Saved entries:

[Start of section]

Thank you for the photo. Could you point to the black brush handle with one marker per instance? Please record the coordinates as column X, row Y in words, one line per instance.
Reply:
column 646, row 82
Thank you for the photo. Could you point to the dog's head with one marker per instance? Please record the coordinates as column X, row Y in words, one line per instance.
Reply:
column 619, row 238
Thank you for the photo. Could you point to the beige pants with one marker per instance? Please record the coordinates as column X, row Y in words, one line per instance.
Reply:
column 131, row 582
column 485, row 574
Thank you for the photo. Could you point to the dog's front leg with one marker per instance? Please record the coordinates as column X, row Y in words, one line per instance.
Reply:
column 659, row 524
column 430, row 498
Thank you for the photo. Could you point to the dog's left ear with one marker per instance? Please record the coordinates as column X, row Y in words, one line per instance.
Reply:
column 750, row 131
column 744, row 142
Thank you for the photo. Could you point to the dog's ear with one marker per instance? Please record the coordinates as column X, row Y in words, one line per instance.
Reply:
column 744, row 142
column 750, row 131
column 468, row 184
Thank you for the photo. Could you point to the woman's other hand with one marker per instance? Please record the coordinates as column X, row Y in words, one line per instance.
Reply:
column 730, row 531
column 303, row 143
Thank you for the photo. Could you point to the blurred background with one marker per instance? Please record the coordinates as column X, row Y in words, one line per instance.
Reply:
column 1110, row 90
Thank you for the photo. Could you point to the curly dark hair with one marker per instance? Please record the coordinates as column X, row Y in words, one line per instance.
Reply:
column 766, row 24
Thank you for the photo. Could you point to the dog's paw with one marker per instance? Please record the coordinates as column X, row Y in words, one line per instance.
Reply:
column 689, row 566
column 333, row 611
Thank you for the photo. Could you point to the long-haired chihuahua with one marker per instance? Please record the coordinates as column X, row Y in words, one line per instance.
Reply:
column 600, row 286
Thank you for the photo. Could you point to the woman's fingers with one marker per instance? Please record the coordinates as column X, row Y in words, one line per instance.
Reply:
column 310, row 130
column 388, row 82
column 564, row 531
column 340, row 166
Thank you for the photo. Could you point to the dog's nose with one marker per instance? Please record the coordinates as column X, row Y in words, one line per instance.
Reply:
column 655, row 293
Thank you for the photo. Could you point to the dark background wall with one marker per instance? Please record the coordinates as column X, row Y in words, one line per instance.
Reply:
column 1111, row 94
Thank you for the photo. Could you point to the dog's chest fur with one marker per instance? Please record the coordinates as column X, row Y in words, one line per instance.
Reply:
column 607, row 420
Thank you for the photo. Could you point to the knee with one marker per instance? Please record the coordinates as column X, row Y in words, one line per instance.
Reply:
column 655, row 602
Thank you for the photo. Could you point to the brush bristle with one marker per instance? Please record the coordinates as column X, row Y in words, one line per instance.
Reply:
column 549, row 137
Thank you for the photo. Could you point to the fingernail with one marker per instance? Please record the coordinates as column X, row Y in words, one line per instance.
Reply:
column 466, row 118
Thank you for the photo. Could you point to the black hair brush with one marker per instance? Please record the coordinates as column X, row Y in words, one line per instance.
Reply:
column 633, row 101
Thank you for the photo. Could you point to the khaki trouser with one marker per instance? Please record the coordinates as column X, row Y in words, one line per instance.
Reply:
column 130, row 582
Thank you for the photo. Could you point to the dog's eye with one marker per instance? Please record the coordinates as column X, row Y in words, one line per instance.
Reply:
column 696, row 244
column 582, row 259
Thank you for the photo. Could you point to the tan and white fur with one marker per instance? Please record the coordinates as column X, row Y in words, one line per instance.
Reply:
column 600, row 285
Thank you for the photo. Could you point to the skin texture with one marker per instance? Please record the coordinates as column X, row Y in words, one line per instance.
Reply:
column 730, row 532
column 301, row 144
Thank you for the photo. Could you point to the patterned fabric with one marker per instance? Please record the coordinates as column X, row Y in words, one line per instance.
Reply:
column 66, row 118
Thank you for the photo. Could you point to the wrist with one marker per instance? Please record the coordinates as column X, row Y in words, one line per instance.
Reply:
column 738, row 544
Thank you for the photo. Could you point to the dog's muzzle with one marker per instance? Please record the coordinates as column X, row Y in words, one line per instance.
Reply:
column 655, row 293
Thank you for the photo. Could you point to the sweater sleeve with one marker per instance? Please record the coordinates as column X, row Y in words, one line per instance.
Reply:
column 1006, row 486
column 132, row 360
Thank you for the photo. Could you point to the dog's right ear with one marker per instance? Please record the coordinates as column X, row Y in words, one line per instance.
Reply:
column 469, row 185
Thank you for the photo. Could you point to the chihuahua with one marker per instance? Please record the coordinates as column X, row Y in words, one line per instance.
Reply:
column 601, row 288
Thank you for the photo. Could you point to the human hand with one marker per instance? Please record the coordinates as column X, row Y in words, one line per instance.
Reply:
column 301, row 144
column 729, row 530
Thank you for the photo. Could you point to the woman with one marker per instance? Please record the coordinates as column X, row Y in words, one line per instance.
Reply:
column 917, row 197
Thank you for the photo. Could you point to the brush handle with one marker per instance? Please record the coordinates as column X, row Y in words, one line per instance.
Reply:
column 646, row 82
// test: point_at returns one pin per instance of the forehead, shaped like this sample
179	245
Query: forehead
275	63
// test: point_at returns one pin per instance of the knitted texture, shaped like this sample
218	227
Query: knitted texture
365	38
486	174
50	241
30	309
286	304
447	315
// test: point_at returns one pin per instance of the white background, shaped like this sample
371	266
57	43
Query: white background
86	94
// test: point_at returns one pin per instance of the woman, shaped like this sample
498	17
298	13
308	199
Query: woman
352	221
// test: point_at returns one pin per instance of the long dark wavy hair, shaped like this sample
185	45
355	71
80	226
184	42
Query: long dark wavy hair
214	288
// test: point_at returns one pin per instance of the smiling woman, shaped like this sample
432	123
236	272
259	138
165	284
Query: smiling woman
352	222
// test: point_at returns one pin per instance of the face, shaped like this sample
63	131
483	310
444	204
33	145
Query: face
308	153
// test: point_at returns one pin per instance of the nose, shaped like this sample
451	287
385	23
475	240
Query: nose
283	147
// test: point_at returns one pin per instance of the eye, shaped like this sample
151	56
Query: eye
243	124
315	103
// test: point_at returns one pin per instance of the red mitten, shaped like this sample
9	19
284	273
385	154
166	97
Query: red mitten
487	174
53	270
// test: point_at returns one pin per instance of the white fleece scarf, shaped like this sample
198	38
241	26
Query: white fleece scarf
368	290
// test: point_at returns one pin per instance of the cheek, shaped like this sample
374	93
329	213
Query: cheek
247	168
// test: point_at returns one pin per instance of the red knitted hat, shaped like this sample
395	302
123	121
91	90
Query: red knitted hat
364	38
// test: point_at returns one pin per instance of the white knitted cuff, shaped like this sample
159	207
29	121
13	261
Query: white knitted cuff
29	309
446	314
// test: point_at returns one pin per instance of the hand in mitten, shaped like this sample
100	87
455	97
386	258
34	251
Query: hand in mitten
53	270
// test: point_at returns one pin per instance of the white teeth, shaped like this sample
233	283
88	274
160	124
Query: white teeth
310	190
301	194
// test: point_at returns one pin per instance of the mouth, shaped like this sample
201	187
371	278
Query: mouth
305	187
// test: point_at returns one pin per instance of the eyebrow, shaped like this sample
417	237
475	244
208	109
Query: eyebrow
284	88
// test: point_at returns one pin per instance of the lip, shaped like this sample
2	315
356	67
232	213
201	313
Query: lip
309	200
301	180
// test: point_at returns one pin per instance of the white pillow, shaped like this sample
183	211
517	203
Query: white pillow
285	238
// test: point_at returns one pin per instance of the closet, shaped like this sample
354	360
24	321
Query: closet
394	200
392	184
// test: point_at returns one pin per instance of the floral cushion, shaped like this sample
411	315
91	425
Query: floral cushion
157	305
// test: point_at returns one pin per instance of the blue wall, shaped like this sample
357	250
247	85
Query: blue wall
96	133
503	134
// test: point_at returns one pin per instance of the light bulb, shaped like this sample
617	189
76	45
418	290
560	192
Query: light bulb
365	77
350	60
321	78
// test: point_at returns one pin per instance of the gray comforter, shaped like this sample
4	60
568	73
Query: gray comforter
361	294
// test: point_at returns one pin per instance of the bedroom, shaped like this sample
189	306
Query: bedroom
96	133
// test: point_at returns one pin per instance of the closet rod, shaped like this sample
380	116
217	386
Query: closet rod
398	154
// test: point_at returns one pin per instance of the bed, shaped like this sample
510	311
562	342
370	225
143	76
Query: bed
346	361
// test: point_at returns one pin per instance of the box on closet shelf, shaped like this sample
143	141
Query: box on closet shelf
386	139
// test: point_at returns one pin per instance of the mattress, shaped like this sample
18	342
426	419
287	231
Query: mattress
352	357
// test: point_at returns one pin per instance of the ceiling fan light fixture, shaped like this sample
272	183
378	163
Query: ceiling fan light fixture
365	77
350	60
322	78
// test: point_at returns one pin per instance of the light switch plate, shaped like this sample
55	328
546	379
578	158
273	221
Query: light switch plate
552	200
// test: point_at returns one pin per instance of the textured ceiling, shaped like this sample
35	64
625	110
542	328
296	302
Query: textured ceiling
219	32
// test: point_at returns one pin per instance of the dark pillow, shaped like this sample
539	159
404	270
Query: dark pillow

[End of section]

§ Task to carry out:
Gather from the entries above all lines that include the string "handle".

§ Solution for this task:
Thank you for the photo. Could you point to the black brush handle with one marker per instance? Please record the coordinates as column X, row Y in words, one line per instance.
Thank you for the photo. Could you point to the brush handle with one marker per instance? Please record the coordinates as column X, row Y in words, one line per instance.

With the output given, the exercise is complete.